Copy the passage on rugby players and neurodegeneration word for word, from "They found that" up to and including "was not available.".

## Exercise passage:
◇ ◇ ◇
‘Concerning’ Links Between Former International Rugby Players and Neurodegeneration Revealed

Research conducted at University of Glasgow finds a group of former international rugby players are at around two and a half times higher risk of dementia, and over 15 times greater risk of motor neurone disease (MND), compared to the general population. Player position had no impact on dementia risk. The Journal of Neurology, Neurosurgery and Psychiatry, published the research.

Prof Willie Stewart, a leading research figure in this field, led the team, who compared health outcomes among 412 male, Scottish, former international rugby players and over 1,200 matched individuals from the general population.

They found that for former professional rugby players, the risk of neurodegenerative diseases is higher in a number of areas. They are over 2.67 times more likely to develop dementia, over 3 times to develop Parkinson’s, and over 15 times more likely to develop MND. The actual number of people who developed MND was not available.

Out of 421 rugby players, 121 died in the follow up period that lasted on average 30 years. Rugby players have less risk of dying up to age 70 than the age-matched controls. The age of death was also higher, at78.9 in rugby players vs 76.4 in controls.
◇ ◇ ◇
## The data:

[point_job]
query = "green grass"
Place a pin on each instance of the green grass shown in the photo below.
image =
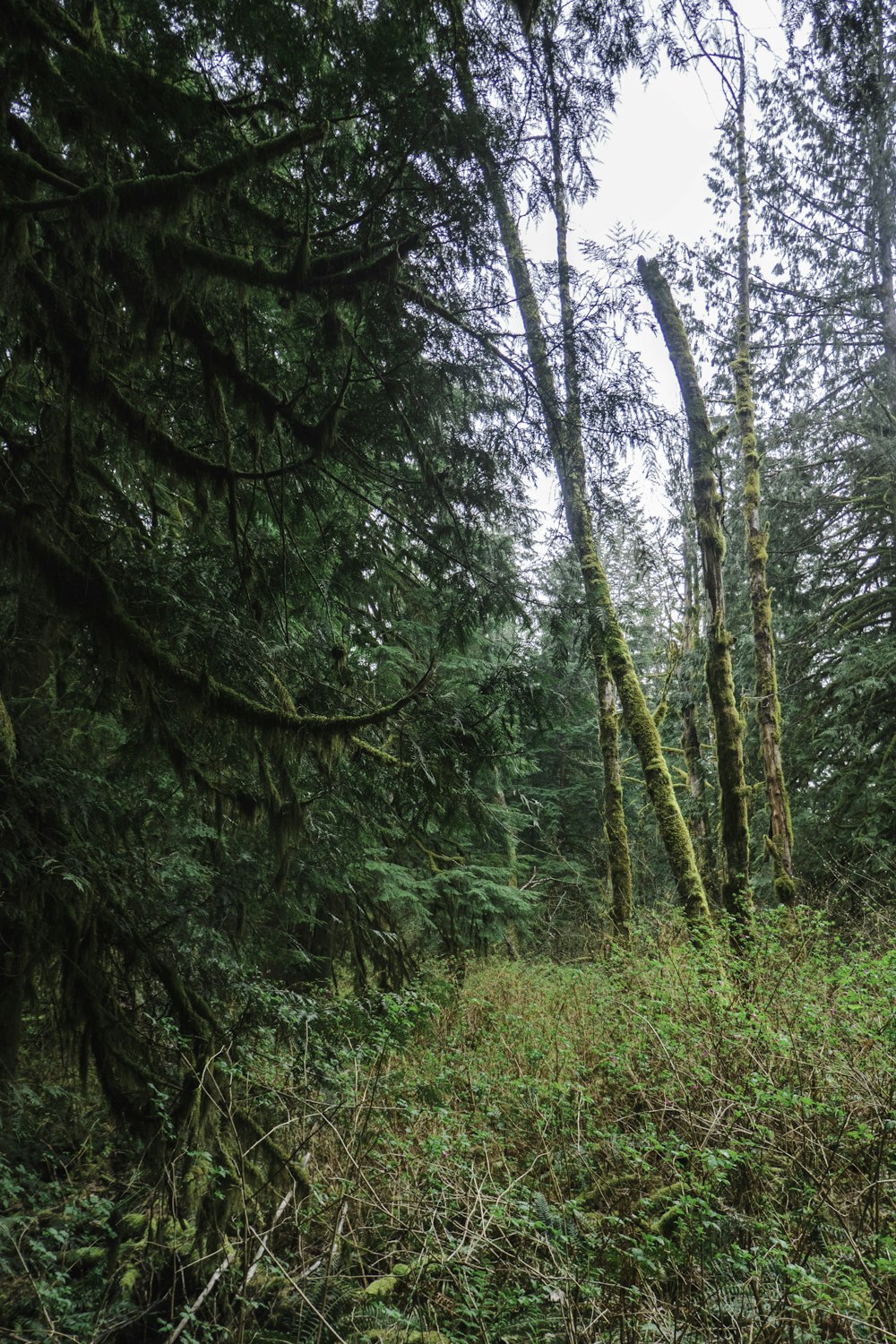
◇ ◇ ◇
## Exercise result:
They found that for former professional rugby players, the risk of neurodegenerative diseases is higher in a number of areas. They are over 2.67 times more likely to develop dementia, over 3 times to develop Parkinson’s, and over 15 times more likely to develop MND. The actual number of people who developed MND was not available.